Data items
——————
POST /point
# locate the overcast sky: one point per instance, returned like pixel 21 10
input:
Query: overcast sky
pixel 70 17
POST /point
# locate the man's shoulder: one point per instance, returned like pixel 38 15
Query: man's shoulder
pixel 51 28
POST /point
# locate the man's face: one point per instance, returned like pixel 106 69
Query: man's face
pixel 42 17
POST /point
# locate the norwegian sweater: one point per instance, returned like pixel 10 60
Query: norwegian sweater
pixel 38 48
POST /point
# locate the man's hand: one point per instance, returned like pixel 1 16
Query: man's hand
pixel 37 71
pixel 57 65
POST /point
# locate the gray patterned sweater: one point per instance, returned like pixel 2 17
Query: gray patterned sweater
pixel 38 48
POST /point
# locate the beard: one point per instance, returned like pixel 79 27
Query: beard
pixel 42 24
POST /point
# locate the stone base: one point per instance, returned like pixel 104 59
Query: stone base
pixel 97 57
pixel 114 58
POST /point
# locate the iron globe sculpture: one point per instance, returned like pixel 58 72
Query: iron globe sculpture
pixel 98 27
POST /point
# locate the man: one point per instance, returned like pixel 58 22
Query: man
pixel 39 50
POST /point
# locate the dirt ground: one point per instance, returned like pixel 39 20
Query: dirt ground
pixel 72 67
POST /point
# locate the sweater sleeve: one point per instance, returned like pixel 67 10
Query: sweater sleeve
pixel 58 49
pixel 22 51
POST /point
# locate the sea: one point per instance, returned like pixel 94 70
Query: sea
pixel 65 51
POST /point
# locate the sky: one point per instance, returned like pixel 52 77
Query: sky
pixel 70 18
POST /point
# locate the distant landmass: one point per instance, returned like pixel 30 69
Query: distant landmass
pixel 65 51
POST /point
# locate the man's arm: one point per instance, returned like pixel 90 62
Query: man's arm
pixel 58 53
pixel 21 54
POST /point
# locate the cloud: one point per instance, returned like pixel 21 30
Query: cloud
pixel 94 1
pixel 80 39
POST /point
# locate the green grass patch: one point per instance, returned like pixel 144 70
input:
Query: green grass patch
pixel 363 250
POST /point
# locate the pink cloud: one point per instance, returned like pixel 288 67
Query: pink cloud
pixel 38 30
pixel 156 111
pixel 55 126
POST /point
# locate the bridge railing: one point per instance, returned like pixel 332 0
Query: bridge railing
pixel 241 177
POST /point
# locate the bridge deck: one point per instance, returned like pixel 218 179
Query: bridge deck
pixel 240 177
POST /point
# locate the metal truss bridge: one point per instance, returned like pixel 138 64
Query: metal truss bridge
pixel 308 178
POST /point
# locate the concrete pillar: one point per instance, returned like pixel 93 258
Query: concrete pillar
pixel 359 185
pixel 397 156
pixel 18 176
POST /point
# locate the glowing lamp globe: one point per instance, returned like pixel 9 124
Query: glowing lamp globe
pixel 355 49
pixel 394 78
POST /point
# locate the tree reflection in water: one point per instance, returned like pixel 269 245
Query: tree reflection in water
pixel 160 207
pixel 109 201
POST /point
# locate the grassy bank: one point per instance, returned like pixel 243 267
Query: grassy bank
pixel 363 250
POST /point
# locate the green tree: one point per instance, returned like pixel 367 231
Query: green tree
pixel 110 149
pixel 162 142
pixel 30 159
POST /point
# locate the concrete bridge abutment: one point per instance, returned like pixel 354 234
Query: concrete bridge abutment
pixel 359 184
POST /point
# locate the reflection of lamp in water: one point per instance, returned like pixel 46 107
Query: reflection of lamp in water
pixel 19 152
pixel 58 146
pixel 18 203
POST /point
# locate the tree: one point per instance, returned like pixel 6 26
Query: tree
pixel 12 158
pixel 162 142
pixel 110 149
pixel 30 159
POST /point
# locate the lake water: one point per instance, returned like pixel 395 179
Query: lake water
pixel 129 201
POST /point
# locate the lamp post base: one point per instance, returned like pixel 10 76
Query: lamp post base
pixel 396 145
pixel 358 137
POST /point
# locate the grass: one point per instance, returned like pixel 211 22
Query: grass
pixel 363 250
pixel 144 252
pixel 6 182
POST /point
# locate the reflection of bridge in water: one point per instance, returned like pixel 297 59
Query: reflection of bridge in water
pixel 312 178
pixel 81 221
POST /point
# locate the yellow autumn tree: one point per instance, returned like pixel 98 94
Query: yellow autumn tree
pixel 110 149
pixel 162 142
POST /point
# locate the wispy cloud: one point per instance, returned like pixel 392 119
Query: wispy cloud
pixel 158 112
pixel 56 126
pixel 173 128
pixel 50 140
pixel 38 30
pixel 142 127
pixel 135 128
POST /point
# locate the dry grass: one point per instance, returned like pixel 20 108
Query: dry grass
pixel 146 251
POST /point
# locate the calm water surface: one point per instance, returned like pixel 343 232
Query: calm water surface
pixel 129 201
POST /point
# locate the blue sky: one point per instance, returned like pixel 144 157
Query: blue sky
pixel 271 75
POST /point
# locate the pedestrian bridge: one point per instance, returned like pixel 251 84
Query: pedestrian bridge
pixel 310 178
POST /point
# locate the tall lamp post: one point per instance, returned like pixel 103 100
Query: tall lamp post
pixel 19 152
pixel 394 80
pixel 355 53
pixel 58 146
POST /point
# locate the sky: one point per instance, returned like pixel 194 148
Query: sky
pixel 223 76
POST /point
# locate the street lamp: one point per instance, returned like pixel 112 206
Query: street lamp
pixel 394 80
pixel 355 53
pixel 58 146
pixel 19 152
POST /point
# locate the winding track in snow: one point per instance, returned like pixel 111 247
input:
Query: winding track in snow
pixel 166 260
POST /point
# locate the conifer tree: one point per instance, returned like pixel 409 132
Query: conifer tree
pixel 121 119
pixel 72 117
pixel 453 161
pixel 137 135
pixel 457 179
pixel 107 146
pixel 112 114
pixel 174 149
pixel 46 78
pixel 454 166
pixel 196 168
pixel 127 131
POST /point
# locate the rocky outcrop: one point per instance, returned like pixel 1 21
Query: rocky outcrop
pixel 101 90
——————
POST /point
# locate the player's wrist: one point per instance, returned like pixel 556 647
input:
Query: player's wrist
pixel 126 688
——————
§ Problem details: Above are the records; from them, give again exactly the lines from the one containing "Query: blue sky" to the one containing "# locate the tall", both lines included, and nothing more.

§ Solution below:
Query: blue sky
pixel 271 75
POST /point
# locate the pedestrian bridge: one point per instance, returned like pixel 251 84
Query: pedestrian bridge
pixel 310 178
POST /point
# locate the tall lamp post: one point per instance, returned like pixel 103 100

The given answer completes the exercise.